▶ Fragment:
▬▬▬▬▬▬▬▬▬▬

Tijdens Covid hebben vele patiënten aangevoeld hoe vaak hun wens om bezoek te ontvangen, werd ingeperkt. Zou het daarom niet wenselijk zijn het recht op bezoek in gezondheidsinstellingen in de wet te verankeren, met duidelijke en strikte uitzonderingen? Voor zover dit gemeenschapsmaterie is, kunnen daarover samenwerkingsakkoorden worden gesloten met de gemeenschappen.

Even fundamenteel lijkt het ons dat een patiënt die niet tevreden is over een arts en klacht indient bij de Orde van Artsen, ingelicht zou worden over het resultaat van die klacht. Sinds decennia is het zo dat klagende patiënten nooit worden ingelicht over de uitspraak van de Orde. Is het niet hoog tijd om meer transparantie na te streven? Patiënten die een tuchtklacht indienen, moeten het recht krijgen op informatie over het resultaat van hun klacht.

Een goede gezondheidszorg vereist een nauwe samenwerking tussen zorgverlener en patiënt. Rechten brengen echter ook plichten mee. Ook patiënten hebben (afdwingbare en morele) plichten. Zou het niet aangewezen zijn in de wet op te nemen dat patiënten de plicht hebben de zorgverlener zo volledig en correct mogelijk in te lichten over hun gezondheidstoestand, de adviezen en instructies van de gezondheidszorgbeoefenaar na te leven, en de rechten van de zorgverlener en die van andere patiënten te respecteren, in het bijzonder het recht op fysieke en psychische integriteit en de bescherming van de persoonlijke levenssfeer?

Het voorstel van F. Vandenbroucke om de zorgverlener te verplichten informatie schriftelijk te verstrekken wanneer het gaat om complexe en pertinente informatie, overtuigt ons niet. Niet alleen zullen de begrippen ‘complex en pertinent’ tot heel wat betwistingen aanleiding geven, maar deze plicht tot schriftelijk informatie zou een enorme administratieve last voor de zorgverlener teweegbrengen. Bovendien is schriftelijke informatie niet altijd de wens van de patiënt. Ook zou die plicht haaks staan op de bedoeling van de wetgever in 2002 om de relatie tussen arts en patiënt niet te juridiseren door te veel gebruik te maken van schriftelijke toestemmingsformulieren.

▬▬▬▬▬▬▬▬▬▬

▶ Brongegevens:
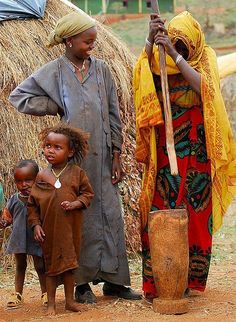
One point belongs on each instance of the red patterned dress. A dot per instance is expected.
(191, 187)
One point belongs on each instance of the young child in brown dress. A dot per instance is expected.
(21, 242)
(55, 206)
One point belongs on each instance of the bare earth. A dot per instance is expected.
(217, 303)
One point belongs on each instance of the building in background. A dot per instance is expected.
(95, 7)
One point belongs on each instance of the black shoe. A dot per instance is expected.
(121, 291)
(84, 294)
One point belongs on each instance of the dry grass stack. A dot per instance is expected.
(22, 52)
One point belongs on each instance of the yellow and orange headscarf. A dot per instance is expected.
(221, 146)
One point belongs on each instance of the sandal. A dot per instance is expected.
(15, 300)
(44, 298)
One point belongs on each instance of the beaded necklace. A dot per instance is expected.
(57, 184)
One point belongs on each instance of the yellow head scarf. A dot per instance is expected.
(70, 25)
(221, 147)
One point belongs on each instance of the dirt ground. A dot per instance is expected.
(217, 303)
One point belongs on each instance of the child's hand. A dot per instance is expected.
(39, 233)
(67, 205)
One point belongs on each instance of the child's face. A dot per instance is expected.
(84, 43)
(57, 150)
(24, 179)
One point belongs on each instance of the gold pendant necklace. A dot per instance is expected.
(57, 184)
(80, 69)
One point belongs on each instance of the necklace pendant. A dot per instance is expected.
(57, 184)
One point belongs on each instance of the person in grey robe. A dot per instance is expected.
(80, 88)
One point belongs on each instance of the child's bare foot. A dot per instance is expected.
(74, 307)
(51, 310)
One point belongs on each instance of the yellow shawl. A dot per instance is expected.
(221, 147)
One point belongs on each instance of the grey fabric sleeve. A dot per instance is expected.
(114, 116)
(30, 98)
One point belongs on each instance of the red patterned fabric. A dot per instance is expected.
(192, 187)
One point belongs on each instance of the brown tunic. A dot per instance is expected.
(61, 246)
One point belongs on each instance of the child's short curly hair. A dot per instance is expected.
(78, 140)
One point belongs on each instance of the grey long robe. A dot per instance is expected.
(91, 105)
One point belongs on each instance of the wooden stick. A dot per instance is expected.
(170, 144)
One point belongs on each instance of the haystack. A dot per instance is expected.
(22, 52)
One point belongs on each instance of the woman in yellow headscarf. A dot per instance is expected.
(205, 148)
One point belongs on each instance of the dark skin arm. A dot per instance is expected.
(190, 74)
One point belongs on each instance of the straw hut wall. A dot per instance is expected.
(22, 51)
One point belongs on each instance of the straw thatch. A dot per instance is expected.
(22, 52)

▬▬▬▬▬▬▬▬▬▬

▶ Opdracht: Geef alstublieft aan waarover klagende patiënten volgens het fragment al decennia nooit worden ingelicht.

▶ Resultaat: Over de uitspraak van de Orde van Artsen over hun klacht.